Supplied passage
What else comes with the deal?
The deal brings with it a pool of other oncology assets. Currently Onyx has two products in collaboration with Bayer -- Nexavar for kidney/liver cancer and Stivarga for intestinal and rectum cancer. Onyx generated revenue of $288 million from its collaborative agreements and $8.29 million from royalty on Stivarga for digestive system cancer in 2012. Onyx is also developing a breast cancer drug Palbocicib with Pfizer (PFE), which is currently in phase III trials. Onyx will receive a royalty of 8% on Palbocicib's global net sales. We expect this acquisition will contribute primarily in revenue growth for Amgen.
Maturing drugs, convincing pipeline
Amgen's patents for its top selling drugs Neupogen and Neulasta will expire in 2015. In fiscal year 2012, the company made revenue of $5.35 billion from these drugs. However, the company has strong pipeline; it has fourteen drugs in phase three trials and is working hard on developing new therapies to treat serious illness, and the results are mixed. Recently Amgen and Cytokinetics (CYTK) announced disappointing phase two trials results for Omecamtiv Mecarbil for the treatment of heart failure. Omecamtiv Mecarbil didn't achieve its primary efficacy endpoint in reducing dyspnoea, breathing difficulty due to shortness of breath, in patients with acute heart failure problems. Cytokinetics is continuing the research. Currently there are about 5.1 million people with heart failure risk, creating a huge market for the drug, if successfully developed.
Currently Amgen's blockbuster drugs Neupogen and Neulasta are doing great in market place, they generated $2.78 billion in the first half of fiscal year 2013. Aranesp and Epogen, Amgen's leading oncology drugs, sales have been declining, but the addition of Onyx will certainly strengthen the company's oncology base. In all, Amgen generated revenue of $8.74 billion in the first half of 2013.

[Stored data entries]
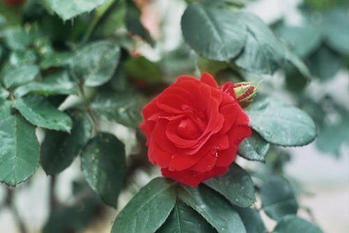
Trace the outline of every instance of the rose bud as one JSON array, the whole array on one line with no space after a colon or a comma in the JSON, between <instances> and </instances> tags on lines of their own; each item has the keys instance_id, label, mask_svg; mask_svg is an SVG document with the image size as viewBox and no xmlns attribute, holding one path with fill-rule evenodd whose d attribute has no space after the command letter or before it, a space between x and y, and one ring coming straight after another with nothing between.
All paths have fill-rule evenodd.
<instances>
[{"instance_id":1,"label":"rose bud","mask_svg":"<svg viewBox=\"0 0 349 233\"><path fill-rule=\"evenodd\" d=\"M242 108L247 107L253 101L258 89L253 82L243 82L235 85L231 82L227 82L220 88L232 96L232 93L234 92L234 96Z\"/></svg>"},{"instance_id":2,"label":"rose bud","mask_svg":"<svg viewBox=\"0 0 349 233\"><path fill-rule=\"evenodd\" d=\"M195 187L228 170L251 134L248 117L228 89L207 73L200 80L181 76L144 107L140 128L148 158L163 176Z\"/></svg>"}]
</instances>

Exercises
1. Answer these questions using the Amgen and Onyx passage:
(a) What royalty rate will Onyx receive on Palbocicib's global net sales?
(b) In what year will Amgen's patents for Neupogen and Neulasta expire?
(c) How much revenue did Amgen generate in the first half of 2013?
2. Pick up the Amgen and Onyx passage after its final sentence and carry it forward.

Your responses
1.
(a) 8%
(b) 2015
(c) $8.74 billion

2.
A glance at numbers
Currently Amgen has a five-year PEG ratio of 1.75, giving an EPS growth potential of 10.9% over the next five years. If we look at the forward PE of 14.06 as compared to trailing PE of 19.12, we get an EPS growth of 35% for the next twelve months. Amgen has consistently provided dividends to its shareholders and has shown a growing trend, which makes it a good investment for income investors. In the last three years, the company increased its quarterly dividend by 67.85% from $0.28 to $0.47.
The latest acquisition is a strategic move by Amgen's management. The deal is expected to become cash accretive in 2015; the same year Amgen's patents for its blockbuster drugs are expiring. This acquisition will surely mitigate the risk to Amgen's cash flow. Looking at the International Myeloma Foundation estimate, Kyprolis is surely a blockbuster drug. The company's strong pipeline also brightens the outlook for some strong drugs to reach the marketplace in the coming future. We see Amgen as a promising investment.
Disclosure: I have no positions in any stocks mentioned, and no plans to initiate any positions within the next 72 hours. I wrote this article myself, and it expresses my own opinions. I am not receiving compensation for it (other than from Seeking Alpha). I have no business relationship with any company whose stock is mentioned in this article.
Additional disclosure: Fusion Research is a team of equity analysts. This article was written by Satya Prakash, one of our research analysts. We did not receive compensation for this article (other than from Seeking Alpha), and we have no business relationship with any company whose stock is mentioned in this article.